> **Problem to work on**: Retype the records below line for line, without changing any character, and leave the pictures out of your answer.

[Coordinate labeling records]
* * * *

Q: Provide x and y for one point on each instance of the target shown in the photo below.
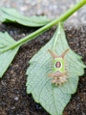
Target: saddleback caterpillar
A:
(59, 75)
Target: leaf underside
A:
(6, 57)
(53, 98)
(11, 15)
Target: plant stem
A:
(62, 18)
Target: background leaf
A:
(6, 57)
(52, 98)
(11, 15)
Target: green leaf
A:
(53, 98)
(6, 57)
(11, 15)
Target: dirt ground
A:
(13, 97)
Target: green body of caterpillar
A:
(59, 75)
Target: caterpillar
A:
(59, 75)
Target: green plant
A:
(57, 96)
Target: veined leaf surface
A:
(53, 98)
(6, 57)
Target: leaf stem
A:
(62, 18)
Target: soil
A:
(13, 97)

* * * *

> **Solution to the problem**:
Q: Provide x and y for one point on each instance of the target shown in the photo below.
Target: saddleback caterpillar
A:
(59, 75)
Target: leaf underside
A:
(6, 57)
(53, 98)
(11, 15)
Target: plant stem
A:
(62, 18)
Target: background leaf
A:
(6, 57)
(52, 98)
(11, 15)
Target: green leaf
A:
(53, 98)
(6, 57)
(11, 15)
Target: dirt ground
A:
(13, 97)
Target: green body of caterpillar
A:
(59, 75)
Target: caterpillar
A:
(59, 75)
Target: green plant
A:
(57, 96)
Target: veined leaf surface
A:
(53, 98)
(6, 57)
Target: leaf stem
A:
(62, 18)
Target: soil
A:
(13, 97)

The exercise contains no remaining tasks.